- **Selected excerpt**:
----

# Regex Essentials: Overview
- Regular expressions (regex) are a language for defining text search patterns.  
- Python’s `re` module provides functions like `search` (find anywhere) and `match` (anchored at start).  
- Patterns include literals, metacharacters (`. ^ $ * + ? [] \`), character classes (`\d`, `\w`, `\s`), and quantifiers (`*`, `+`, `?`, `{n,m}`).  
- Greedy quantifiers (`*`, `+`) match as much as possible; non-greedy (`*?`, `+?`) as little as possible.

## Introduction to `re.search()` vs `re.match()`
- `re.search(pattern, text)` scans the entire string for the first occurrence.  
- `re.match(pattern, text)` checks only at the beginning of the string.
- `re.findall()` and `re.finditer()` let you retrieve every occurrence of a pattern.   
- Always use raw strings (`r"..."`) to define regex patterns, avoiding Python string escapes interfering with regex.

In [25]:
import re

line = "WARN: Disk usage at 91%"
pattern = r"WARN"

print(f"search '{pattern}':", bool(re.search(pattern, line)))
print(f"match '{pattern}':", bool(re.match(pattern, line)))

search 'WARN': True
match 'WARN': True


## Common Metacharacters
- `.` matches any character (except newline).  
- `^` anchors at start of string.  
- `$` anchors at end of string.  
- `[]` defines a set or range of characters, e.g. `[A-Z]`.  
- `\` escapes metacharacters or introduces special sequences.

In [36]:
import re

test = "Error code: E1234. cxge"

print(f"Dot matches any character: {re.findall(r"c..e", test)}")
print(f"Start anchor (finds): {re.findall(r"^Error", test)}")
print(f"Start anchor (does not find): {re.findall(r"^E1234", test)}")
print(f"End anchor: {re.findall(r"cxge$", test)}")
print(f"Character set: {re.findall(r"[E0-9]+", test)}")

----

- **Exercises to complete**:
A - List the five metacharacters described under the "Common Metacharacters" heading of the regex notes, with what each one does.
B - Write the next part of the regex notes, starting right after their final line.

----

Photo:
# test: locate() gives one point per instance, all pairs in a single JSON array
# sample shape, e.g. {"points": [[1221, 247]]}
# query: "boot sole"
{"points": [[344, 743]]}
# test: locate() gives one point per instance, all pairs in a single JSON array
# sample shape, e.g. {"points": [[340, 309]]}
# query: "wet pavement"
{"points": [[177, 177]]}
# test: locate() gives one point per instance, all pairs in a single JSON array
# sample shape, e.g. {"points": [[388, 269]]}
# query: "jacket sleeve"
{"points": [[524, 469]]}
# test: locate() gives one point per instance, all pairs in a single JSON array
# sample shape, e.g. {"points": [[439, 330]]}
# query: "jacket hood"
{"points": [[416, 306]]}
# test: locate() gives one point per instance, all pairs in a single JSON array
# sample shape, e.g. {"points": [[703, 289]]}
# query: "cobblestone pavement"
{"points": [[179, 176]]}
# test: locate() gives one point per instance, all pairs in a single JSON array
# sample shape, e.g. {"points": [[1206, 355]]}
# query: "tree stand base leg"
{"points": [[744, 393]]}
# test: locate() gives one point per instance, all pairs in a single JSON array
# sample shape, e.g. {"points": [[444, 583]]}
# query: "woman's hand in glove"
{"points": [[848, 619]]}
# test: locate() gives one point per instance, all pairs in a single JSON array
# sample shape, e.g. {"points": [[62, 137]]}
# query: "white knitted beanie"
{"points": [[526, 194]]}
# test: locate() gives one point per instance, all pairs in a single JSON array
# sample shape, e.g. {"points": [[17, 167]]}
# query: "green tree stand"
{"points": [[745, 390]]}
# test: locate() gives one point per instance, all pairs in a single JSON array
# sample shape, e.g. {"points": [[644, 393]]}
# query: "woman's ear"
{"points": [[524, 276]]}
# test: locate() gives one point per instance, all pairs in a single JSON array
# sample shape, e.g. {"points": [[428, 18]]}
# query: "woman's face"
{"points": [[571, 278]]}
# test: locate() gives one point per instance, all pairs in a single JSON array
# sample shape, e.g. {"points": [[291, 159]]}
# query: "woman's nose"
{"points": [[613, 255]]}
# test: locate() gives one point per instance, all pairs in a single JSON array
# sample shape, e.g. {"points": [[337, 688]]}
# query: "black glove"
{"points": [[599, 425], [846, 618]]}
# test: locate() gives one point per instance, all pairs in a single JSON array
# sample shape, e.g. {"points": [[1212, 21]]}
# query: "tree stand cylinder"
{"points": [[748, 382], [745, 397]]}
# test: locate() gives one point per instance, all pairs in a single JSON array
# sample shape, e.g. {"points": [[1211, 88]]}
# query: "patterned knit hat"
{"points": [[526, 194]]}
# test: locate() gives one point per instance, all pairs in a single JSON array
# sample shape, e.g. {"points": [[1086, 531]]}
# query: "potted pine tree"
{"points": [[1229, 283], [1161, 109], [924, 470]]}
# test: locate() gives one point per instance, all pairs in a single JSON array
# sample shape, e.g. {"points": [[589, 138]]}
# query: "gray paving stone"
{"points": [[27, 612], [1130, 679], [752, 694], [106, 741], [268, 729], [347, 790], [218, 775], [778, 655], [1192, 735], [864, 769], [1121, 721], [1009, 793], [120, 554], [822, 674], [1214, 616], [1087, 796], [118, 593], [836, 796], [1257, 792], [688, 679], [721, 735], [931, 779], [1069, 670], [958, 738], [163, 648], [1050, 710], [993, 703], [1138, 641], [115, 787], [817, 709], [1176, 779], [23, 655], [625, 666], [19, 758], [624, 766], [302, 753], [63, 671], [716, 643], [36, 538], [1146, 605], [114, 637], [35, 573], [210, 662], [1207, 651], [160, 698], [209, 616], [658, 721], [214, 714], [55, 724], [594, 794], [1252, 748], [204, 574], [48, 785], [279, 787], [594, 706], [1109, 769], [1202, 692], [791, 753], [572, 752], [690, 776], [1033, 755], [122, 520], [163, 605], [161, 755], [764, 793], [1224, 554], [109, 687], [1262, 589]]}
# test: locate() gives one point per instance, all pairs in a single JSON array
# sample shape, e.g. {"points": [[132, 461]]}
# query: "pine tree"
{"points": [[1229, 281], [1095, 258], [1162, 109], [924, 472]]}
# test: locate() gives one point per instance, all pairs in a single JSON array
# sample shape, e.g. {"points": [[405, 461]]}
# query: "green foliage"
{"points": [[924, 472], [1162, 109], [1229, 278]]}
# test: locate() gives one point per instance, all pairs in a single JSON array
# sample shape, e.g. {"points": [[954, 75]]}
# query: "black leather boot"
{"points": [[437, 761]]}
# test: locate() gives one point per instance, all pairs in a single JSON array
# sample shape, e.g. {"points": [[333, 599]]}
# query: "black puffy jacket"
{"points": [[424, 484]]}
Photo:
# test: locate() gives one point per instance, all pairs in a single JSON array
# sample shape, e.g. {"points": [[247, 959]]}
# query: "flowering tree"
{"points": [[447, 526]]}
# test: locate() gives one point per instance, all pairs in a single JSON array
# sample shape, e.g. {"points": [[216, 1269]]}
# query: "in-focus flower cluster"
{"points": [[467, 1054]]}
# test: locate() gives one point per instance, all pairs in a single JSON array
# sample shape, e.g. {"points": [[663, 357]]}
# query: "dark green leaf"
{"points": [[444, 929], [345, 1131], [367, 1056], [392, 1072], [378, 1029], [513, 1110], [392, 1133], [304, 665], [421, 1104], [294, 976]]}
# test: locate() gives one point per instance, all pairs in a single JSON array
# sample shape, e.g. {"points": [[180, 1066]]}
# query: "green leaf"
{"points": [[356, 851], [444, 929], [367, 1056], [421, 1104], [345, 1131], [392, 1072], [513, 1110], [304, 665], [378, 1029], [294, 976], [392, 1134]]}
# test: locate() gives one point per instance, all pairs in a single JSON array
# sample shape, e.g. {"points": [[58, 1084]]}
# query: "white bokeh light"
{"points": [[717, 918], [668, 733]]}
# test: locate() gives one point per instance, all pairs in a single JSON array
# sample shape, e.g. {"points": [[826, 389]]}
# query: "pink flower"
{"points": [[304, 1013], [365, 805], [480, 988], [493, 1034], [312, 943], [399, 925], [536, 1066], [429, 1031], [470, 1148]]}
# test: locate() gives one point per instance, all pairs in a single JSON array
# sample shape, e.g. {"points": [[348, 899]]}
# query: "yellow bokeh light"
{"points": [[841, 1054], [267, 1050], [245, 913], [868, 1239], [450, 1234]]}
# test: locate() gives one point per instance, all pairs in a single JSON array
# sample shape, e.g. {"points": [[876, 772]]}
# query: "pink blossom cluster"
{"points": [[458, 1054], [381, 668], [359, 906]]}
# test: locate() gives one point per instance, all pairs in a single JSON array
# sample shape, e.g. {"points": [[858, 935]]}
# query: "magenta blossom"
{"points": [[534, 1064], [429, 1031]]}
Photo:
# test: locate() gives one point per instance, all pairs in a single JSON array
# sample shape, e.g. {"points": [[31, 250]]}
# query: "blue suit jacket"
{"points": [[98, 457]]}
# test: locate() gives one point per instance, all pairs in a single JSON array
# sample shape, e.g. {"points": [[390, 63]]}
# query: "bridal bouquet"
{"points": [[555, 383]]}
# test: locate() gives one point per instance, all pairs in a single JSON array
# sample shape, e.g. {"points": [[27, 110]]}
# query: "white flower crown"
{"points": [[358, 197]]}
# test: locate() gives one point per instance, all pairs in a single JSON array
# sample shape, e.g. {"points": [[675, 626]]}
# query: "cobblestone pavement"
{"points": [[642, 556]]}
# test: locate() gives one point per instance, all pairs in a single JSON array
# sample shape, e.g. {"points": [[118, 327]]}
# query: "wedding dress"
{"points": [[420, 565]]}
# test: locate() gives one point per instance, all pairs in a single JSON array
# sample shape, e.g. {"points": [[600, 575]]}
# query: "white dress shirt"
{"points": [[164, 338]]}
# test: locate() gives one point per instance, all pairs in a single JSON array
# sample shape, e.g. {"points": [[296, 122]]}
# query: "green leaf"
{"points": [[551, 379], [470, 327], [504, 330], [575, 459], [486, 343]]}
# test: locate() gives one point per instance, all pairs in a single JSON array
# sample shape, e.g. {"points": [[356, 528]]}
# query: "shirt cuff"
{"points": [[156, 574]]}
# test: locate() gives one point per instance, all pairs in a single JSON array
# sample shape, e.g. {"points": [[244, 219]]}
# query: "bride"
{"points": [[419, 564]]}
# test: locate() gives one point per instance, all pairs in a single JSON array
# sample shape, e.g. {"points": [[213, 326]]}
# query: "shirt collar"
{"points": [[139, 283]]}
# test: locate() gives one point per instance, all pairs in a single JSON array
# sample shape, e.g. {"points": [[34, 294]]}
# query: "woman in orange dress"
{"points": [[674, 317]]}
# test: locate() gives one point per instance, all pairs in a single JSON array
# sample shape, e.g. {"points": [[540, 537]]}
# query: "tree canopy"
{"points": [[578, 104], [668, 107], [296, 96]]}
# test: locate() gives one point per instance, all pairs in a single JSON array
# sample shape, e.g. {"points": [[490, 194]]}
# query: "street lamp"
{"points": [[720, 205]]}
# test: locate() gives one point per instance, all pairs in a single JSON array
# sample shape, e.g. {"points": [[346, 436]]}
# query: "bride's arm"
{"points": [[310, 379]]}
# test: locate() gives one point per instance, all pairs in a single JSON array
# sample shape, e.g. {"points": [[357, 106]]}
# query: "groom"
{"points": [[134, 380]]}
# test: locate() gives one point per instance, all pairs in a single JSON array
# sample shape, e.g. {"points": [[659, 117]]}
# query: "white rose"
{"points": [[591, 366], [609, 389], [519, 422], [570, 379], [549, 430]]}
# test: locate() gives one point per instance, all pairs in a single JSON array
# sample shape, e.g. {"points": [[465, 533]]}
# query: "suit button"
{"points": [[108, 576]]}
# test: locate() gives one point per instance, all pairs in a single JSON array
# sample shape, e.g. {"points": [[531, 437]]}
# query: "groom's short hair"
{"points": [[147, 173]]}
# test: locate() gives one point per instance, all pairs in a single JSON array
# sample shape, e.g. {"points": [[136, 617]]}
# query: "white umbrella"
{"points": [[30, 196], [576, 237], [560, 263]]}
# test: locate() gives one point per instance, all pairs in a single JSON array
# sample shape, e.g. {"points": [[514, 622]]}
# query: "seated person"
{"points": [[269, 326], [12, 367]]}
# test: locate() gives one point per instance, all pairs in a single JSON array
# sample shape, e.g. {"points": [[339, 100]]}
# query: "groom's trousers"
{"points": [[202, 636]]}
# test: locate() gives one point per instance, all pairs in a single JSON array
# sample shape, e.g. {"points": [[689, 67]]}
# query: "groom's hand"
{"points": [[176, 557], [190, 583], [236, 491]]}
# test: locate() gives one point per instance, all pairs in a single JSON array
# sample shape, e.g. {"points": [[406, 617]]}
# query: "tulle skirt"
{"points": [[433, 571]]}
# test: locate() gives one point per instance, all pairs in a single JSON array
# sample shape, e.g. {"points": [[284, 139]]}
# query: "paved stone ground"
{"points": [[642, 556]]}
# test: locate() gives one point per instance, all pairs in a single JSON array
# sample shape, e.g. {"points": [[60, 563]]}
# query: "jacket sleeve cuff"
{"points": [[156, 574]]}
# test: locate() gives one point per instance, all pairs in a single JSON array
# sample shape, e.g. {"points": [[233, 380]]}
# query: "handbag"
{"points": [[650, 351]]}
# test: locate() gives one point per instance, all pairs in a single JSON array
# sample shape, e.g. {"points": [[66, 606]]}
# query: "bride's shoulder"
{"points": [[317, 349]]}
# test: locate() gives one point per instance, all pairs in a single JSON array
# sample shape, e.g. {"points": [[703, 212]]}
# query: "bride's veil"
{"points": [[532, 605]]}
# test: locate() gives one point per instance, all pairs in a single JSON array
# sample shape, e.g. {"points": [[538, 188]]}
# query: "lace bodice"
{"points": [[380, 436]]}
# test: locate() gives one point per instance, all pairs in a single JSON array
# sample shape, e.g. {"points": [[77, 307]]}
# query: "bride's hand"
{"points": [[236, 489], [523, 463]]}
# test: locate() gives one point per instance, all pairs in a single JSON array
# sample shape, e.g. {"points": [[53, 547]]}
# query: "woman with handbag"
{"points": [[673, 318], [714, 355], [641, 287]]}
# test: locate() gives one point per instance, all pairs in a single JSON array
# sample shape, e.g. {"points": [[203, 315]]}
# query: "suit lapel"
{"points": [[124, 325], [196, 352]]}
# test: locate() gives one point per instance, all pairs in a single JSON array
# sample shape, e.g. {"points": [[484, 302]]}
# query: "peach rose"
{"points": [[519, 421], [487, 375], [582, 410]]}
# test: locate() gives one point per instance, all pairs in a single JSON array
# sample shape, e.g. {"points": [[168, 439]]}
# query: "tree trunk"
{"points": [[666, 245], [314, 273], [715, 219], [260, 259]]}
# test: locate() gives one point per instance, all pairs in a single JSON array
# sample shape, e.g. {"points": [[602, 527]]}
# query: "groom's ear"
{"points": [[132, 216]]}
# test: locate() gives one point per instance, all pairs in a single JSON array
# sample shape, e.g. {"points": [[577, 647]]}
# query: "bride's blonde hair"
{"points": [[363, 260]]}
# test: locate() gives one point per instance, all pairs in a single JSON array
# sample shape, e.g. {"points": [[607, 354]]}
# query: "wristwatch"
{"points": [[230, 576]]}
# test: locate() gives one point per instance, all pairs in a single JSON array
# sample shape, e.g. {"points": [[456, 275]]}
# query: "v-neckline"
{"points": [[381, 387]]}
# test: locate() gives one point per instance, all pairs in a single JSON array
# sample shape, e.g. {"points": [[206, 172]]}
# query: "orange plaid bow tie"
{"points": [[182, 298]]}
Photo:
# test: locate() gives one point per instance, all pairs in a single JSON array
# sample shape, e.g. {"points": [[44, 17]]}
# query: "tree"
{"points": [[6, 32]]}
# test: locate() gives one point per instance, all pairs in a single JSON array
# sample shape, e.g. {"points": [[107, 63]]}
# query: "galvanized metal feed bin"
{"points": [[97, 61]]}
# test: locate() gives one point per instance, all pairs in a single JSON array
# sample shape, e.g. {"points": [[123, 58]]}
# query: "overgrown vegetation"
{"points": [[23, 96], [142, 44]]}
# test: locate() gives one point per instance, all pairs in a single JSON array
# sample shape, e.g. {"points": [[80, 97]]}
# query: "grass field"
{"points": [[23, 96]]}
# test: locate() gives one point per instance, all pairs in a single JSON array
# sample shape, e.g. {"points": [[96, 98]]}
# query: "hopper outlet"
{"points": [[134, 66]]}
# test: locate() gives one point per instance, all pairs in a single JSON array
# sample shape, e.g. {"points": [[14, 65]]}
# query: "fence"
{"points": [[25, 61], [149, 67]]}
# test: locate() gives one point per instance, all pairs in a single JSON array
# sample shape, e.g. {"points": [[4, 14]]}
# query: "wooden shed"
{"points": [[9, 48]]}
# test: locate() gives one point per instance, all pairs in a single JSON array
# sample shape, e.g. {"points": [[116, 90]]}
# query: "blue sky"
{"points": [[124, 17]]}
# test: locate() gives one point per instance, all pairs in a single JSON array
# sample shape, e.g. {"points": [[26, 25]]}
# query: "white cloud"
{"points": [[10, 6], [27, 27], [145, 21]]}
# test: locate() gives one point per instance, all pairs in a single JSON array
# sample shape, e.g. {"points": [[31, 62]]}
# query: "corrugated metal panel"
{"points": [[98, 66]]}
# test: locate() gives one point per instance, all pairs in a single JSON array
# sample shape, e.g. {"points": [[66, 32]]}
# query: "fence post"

----

- **Outputs by task**:
A -
- `.` matches any character except newline.
- `^` anchors at the start of the string.
- `$` anchors at the end of the string.
- `[]` defines a set or range of characters, such as `[A-Z]`.
- `\` escapes metacharacters or introduces special sequences.

B -
Dot matches any character: ['code', 'cxge']
Start anchor (finds): ['Error']
Start anchor (does not find): []
End anchor: ['cxge']
Character set: ['E', 'E1234']


## Special Sequences
- `\d` digit (0–9), `\D` non-digit.  
- `\w` word character (letters, digits, underscore), `\W` non-word.  
- `\s` whitespace, `\S` non-whitespace.  
- `\b` word boundary (zero-width match).

In [42]:
import re

text = "The cat scattered 1024 catalogues."

print(f"Digits: {re.findall(r"\d+", text)}")
print(f"Word characters: {re.findall(r"\w+", text)}")
print(f"Whitespace: {re.findall(r"\s+", text)}")
print(f"Word boundary: {re.findall(r"\bcat\b", text)}")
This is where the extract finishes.